◆ What is required: Turn the listing below into a JSON list of strings, one string per line, with blank lines skipped. Leave the pictures out.

* begin Task inputs *

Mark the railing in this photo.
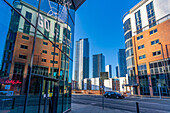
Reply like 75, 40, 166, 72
133, 14, 170, 35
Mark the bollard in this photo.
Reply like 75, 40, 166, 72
136, 102, 139, 113
12, 98, 15, 109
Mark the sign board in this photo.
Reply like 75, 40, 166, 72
100, 72, 109, 81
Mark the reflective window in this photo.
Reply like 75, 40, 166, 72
149, 29, 158, 35
151, 39, 159, 45
138, 44, 145, 50
139, 55, 146, 60
146, 2, 156, 28
137, 35, 143, 40
152, 51, 161, 56
135, 10, 142, 34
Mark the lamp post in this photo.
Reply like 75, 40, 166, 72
158, 42, 169, 94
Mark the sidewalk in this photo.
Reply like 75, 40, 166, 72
69, 103, 132, 113
129, 95, 170, 100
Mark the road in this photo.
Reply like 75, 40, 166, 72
72, 95, 170, 113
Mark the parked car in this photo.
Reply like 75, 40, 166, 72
104, 91, 125, 99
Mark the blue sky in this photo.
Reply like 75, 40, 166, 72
73, 0, 140, 77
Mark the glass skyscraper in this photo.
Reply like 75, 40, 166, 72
74, 38, 89, 89
93, 53, 105, 78
105, 65, 112, 78
0, 0, 85, 113
118, 49, 127, 77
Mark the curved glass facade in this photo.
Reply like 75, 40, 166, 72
0, 0, 75, 113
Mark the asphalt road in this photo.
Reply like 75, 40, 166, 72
72, 95, 170, 113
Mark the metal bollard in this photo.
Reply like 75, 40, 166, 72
136, 102, 139, 113
12, 98, 15, 109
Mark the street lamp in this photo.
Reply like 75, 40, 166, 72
158, 42, 169, 94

* end Task inputs *

◆ Answer below:
[
  "Mark the railing in this photo.",
  "Reply like 75, 40, 166, 72",
  "133, 14, 170, 35",
  "Mark the bollard in this photo.",
  "Reply like 75, 40, 166, 72",
  "136, 102, 139, 113",
  "12, 98, 15, 109",
  "Mark the sign board in this photo.",
  "Reply like 75, 40, 166, 72",
  "100, 72, 109, 81",
  "Mark the reflective window in this photo.",
  "Reply like 75, 40, 166, 72",
  "149, 29, 158, 35",
  "151, 39, 159, 45",
  "138, 44, 145, 50",
  "139, 55, 146, 60",
  "146, 2, 156, 28",
  "137, 35, 143, 40",
  "152, 51, 161, 56",
  "135, 10, 142, 34",
  "Mark the lamp post in this photo.",
  "Reply like 75, 40, 166, 72",
  "158, 42, 169, 94",
  "Mark the sidewalk in this photo.",
  "Reply like 75, 40, 166, 72",
  "69, 103, 132, 113",
  "129, 95, 170, 100",
  "Mark the road in this photo.",
  "Reply like 75, 40, 166, 72",
  "72, 95, 170, 113",
  "Mark the parked car in this photo.",
  "Reply like 75, 40, 166, 72",
  "104, 91, 125, 99",
  "Mark the blue sky in this photo.",
  "Reply like 75, 40, 166, 72",
  "73, 0, 140, 77",
  "Mark the glass skyscraper in this photo.",
  "Reply like 75, 40, 166, 72",
  "74, 38, 89, 89",
  "93, 53, 105, 78",
  "105, 65, 112, 78",
  "0, 0, 85, 113",
  "118, 49, 127, 77",
  "Mark the curved glass facade in this photo.",
  "Reply like 75, 40, 166, 72",
  "0, 0, 75, 113",
  "Mark the asphalt road in this photo.",
  "Reply like 75, 40, 166, 72",
  "72, 95, 170, 113",
  "Mark the metal bollard in this photo.",
  "Reply like 75, 40, 166, 72",
  "136, 102, 139, 113",
  "12, 98, 15, 109",
  "Mark the street lamp in this photo.",
  "Reply like 75, 40, 166, 72",
  "158, 42, 169, 94"
]